* **REQUIRED WORK**
Your answer should be an exact copy of the lines from the start of the entries to the line containing "Where can you see the boy's sneaker?", both included.

===== DATA FOR PROCESSING =====

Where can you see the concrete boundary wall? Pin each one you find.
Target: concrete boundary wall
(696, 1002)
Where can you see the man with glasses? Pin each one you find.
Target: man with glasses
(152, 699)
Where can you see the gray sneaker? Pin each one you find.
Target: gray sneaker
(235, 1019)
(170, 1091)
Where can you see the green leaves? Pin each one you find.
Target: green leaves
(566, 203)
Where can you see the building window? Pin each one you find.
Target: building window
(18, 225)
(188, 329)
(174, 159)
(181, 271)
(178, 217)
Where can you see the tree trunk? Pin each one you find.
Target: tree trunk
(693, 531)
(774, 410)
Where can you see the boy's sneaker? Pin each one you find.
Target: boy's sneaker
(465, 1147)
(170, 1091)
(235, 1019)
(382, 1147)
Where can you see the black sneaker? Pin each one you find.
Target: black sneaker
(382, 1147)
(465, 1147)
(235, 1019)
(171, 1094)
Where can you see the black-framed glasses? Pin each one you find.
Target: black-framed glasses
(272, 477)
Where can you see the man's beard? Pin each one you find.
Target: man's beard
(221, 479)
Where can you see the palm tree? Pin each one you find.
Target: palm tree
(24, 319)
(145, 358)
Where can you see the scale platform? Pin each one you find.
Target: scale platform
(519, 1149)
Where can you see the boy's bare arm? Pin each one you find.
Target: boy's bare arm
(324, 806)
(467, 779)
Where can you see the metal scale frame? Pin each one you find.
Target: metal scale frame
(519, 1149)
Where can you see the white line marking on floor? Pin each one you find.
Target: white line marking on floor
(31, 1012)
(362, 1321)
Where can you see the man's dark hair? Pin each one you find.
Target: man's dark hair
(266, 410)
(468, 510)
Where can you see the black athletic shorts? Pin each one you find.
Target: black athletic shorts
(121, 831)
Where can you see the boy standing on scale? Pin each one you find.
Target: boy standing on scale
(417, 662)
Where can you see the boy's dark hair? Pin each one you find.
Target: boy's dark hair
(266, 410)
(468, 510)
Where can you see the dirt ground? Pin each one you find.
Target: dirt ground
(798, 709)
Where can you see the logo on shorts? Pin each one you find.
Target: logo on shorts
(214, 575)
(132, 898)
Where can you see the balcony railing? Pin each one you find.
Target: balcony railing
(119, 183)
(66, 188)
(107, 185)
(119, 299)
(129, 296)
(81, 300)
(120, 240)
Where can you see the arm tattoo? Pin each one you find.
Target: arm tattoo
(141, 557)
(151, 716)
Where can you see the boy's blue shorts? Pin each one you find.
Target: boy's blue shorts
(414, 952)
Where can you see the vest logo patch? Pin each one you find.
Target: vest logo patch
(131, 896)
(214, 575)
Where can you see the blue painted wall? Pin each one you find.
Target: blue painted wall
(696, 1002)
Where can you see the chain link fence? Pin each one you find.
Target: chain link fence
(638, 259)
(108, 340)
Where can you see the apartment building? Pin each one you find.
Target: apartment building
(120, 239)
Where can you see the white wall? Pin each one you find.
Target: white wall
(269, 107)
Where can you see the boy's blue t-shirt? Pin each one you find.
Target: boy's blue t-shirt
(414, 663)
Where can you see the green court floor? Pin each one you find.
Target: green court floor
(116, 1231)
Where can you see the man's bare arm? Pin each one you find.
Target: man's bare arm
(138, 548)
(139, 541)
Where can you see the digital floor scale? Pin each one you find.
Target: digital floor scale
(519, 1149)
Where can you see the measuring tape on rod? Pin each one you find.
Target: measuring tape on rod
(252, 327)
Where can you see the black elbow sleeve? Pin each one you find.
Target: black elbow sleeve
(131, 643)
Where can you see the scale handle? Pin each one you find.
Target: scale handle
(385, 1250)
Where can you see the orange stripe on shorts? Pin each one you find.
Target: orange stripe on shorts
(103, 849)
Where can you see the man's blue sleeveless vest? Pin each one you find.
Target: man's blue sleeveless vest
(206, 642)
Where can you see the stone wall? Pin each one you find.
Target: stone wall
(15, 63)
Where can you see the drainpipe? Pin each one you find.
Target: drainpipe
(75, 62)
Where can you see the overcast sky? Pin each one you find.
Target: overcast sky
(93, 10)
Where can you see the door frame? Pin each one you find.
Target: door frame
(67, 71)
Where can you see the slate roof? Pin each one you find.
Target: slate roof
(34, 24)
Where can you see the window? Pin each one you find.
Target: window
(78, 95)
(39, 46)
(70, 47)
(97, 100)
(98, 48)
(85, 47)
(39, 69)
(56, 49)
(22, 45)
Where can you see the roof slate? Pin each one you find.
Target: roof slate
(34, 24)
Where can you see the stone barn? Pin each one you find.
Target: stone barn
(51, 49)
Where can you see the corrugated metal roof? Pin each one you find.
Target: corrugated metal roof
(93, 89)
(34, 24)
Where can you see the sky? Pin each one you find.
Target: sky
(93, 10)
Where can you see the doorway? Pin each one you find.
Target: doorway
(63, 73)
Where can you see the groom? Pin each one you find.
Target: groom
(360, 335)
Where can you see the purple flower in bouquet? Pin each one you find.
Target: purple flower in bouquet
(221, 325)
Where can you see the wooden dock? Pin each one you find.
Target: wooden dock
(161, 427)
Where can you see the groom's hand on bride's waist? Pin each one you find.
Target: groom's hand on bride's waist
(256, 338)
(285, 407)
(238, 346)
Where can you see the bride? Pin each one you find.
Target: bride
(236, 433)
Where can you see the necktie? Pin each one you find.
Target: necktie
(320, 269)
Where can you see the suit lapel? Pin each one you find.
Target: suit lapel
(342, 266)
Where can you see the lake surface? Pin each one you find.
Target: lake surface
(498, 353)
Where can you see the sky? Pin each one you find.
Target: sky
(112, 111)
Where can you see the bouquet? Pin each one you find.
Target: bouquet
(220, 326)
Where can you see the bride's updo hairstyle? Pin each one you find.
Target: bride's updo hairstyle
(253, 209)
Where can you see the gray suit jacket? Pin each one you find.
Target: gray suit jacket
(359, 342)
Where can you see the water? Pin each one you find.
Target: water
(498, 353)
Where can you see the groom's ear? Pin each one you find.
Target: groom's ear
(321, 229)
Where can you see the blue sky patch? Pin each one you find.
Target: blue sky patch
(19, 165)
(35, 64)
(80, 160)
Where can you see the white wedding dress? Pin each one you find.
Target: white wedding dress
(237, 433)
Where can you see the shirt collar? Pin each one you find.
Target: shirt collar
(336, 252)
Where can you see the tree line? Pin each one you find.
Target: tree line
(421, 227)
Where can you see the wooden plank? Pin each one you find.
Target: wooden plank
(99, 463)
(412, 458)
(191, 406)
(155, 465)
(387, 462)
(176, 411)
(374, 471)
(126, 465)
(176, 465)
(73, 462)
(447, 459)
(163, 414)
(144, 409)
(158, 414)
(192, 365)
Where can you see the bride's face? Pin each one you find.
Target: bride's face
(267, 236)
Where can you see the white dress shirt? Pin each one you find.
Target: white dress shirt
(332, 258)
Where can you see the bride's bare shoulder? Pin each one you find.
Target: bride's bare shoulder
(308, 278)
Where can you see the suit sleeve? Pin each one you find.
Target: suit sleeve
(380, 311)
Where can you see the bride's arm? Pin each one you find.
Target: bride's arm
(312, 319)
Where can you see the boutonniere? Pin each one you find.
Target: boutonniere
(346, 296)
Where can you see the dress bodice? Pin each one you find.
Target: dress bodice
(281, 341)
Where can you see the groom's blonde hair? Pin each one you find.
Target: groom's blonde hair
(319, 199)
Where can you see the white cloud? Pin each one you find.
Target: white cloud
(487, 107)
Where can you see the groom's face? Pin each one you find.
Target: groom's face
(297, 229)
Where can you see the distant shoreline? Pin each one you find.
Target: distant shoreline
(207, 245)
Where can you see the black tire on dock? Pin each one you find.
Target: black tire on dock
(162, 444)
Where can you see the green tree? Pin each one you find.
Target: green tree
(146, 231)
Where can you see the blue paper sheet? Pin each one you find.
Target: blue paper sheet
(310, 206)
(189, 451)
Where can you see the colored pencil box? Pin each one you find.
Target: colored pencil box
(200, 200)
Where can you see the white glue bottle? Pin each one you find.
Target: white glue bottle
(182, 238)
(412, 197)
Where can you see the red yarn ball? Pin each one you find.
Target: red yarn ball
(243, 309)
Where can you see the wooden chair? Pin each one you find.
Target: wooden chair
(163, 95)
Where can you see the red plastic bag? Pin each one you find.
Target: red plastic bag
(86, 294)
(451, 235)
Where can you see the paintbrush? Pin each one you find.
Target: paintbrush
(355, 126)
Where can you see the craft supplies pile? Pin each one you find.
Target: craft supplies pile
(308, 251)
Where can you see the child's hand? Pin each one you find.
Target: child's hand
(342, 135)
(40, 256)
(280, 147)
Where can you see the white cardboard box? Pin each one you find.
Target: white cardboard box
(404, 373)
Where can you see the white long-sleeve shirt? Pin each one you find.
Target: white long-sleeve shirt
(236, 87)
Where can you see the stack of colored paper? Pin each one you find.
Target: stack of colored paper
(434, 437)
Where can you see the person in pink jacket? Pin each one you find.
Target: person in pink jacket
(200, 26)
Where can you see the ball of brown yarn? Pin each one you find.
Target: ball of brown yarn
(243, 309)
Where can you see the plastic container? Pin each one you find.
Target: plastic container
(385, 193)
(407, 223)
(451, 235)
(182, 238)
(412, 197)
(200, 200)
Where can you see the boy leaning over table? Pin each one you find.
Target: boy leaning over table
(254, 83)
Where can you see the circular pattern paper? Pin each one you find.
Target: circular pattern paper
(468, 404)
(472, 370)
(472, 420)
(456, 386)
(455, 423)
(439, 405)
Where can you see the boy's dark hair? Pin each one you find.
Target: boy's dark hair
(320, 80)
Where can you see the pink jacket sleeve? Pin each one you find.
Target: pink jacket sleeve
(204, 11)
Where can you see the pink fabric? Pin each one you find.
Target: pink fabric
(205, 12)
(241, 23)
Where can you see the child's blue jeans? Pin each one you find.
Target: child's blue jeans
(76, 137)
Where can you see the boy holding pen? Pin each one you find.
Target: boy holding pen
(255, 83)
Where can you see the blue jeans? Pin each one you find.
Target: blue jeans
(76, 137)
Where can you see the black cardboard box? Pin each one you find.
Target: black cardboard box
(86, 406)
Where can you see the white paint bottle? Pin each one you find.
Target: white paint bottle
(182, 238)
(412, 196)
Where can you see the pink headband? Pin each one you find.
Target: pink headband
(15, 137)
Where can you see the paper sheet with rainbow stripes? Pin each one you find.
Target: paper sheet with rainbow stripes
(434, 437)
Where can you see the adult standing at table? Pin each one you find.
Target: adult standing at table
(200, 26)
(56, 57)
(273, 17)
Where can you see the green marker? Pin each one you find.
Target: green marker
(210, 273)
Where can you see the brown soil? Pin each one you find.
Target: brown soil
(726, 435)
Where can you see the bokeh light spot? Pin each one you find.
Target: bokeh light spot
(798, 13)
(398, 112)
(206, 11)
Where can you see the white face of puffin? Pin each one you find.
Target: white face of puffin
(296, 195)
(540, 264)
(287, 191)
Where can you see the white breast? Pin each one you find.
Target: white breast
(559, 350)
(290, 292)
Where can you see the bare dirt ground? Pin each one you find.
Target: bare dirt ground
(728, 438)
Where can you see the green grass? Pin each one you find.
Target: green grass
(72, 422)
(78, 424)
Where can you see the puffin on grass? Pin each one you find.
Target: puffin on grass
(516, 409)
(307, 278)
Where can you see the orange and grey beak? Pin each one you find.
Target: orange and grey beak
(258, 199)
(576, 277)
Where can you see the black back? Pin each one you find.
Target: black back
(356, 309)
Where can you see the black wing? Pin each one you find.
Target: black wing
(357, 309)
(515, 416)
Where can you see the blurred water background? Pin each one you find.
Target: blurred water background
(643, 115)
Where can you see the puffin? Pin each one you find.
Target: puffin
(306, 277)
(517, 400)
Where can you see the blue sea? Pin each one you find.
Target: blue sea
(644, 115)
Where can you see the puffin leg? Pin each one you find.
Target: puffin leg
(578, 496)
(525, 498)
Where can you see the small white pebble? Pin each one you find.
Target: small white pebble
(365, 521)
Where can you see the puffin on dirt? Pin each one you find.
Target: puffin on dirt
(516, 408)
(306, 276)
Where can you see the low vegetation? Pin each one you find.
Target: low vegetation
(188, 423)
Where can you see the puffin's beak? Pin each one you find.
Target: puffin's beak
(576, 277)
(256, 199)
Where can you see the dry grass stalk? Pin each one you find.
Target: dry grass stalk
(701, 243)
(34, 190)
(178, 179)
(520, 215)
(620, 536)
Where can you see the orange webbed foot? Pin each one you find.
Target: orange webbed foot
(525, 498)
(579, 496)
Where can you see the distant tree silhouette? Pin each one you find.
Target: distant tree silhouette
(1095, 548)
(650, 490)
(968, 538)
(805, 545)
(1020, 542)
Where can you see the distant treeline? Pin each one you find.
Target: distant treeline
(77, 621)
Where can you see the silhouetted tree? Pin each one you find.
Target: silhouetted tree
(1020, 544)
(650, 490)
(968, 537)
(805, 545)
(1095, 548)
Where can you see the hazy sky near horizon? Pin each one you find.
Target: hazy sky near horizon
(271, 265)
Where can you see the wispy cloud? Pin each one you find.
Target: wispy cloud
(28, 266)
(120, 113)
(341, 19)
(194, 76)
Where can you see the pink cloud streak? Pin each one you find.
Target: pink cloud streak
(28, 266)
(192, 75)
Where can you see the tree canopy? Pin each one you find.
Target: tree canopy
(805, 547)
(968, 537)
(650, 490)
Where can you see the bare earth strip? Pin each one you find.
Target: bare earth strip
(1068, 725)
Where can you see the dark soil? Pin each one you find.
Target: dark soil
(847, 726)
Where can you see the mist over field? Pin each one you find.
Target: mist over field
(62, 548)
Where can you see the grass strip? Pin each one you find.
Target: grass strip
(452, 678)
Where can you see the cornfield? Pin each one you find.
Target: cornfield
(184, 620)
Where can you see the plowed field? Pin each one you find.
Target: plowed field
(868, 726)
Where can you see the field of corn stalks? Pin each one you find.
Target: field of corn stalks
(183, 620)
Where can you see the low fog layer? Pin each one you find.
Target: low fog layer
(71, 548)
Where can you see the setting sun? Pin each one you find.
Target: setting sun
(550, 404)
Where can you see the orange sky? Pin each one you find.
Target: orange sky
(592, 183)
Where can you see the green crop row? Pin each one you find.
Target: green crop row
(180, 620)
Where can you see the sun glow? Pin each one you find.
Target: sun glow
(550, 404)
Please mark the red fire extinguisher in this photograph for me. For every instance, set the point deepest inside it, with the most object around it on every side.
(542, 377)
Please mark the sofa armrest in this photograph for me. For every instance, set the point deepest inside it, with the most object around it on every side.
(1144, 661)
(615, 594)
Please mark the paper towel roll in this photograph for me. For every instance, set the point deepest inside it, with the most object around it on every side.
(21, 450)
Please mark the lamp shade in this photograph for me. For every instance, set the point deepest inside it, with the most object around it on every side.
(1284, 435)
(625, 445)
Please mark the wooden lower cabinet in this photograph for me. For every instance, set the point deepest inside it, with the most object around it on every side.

=====

* **RESPONSE TO THIS TASK**
Where can you see the concrete boundary wall? Pin each one you find.
Target: concrete boundary wall
(696, 1002)
Where can you see the man with glasses? Pin each one you find.
Target: man with glasses
(152, 699)
Where can you see the gray sneaker? Pin each one you find.
Target: gray sneaker
(235, 1019)
(170, 1091)
Where can you see the green leaves? Pin each one you find.
Target: green leaves
(566, 203)
Where can you see the building window? Pin each one you find.
Target: building window
(18, 225)
(188, 329)
(174, 159)
(181, 271)
(178, 217)
Where can you see the tree trunk? Pin each one you find.
Target: tree trunk
(693, 531)
(774, 410)
Where can you see the boy's sneaker? Pin each one you find.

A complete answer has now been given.